=== TASK BRIEF ===
Only the line containing "Target: running board" and the lines after it, through the end of the entries, should be output exactly.

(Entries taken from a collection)

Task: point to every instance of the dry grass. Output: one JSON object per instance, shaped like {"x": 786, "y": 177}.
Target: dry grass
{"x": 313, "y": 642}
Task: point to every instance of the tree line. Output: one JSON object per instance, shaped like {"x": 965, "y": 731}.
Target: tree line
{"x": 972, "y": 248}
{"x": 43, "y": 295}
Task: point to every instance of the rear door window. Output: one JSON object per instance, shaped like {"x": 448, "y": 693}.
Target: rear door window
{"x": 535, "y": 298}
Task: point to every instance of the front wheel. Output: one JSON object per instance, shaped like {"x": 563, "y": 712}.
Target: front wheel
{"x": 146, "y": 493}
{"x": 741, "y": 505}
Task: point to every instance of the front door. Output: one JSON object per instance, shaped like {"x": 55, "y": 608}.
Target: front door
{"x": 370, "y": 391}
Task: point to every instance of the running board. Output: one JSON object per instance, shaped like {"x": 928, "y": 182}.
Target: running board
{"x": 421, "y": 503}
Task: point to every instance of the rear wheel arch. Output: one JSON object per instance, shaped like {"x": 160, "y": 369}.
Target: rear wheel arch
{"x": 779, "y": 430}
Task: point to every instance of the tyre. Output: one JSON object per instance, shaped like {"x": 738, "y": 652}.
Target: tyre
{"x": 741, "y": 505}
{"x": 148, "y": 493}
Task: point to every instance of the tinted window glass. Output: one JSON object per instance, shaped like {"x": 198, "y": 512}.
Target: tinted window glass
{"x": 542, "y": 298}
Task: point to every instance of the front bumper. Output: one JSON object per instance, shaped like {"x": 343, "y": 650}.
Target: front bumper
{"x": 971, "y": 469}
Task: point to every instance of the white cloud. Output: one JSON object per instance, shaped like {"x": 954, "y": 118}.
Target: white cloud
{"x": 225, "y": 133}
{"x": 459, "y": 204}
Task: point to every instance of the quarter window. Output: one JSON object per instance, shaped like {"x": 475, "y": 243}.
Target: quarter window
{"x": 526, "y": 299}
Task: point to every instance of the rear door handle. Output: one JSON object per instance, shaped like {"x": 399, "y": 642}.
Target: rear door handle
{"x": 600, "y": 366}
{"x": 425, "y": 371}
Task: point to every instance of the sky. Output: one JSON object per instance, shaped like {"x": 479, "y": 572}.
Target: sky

=== ANSWER BOX ===
Target: running board
{"x": 421, "y": 503}
Task: point to every instance of the rear wheel arch. Output: one JSON object per instance, shaped like {"x": 160, "y": 369}.
Target: rear wheel arch
{"x": 779, "y": 430}
Task: point to every instance of the tyre. Output: one JSON object per instance, shaped like {"x": 738, "y": 652}.
Target: tyre
{"x": 741, "y": 505}
{"x": 148, "y": 493}
Task: point to every instance of the tinted window glass. Output: one JSON object per instance, shaped like {"x": 198, "y": 512}.
Target: tinted window glass
{"x": 542, "y": 298}
Task: point to every instance of the front bumper. Output: one JSON object per instance, shaped like {"x": 343, "y": 650}.
Target: front bumper
{"x": 971, "y": 469}
Task: point to every instance of the white cloud. Output: one JSON object per instance, shaped like {"x": 954, "y": 118}.
Target: white cloud
{"x": 225, "y": 133}
{"x": 459, "y": 204}
Task: point to every instance of the quarter window. Output: one JSON object per instance, shaped like {"x": 475, "y": 243}.
Target: quarter window
{"x": 526, "y": 299}
Task: point to every instance of the rear door handle. Output: one JSON object per instance, shaped like {"x": 399, "y": 642}.
Target: rear door handle
{"x": 600, "y": 366}
{"x": 425, "y": 371}
Task: point to every instance of the sky. Output: one JSON object per instance, shaped like {"x": 479, "y": 572}.
Target: sky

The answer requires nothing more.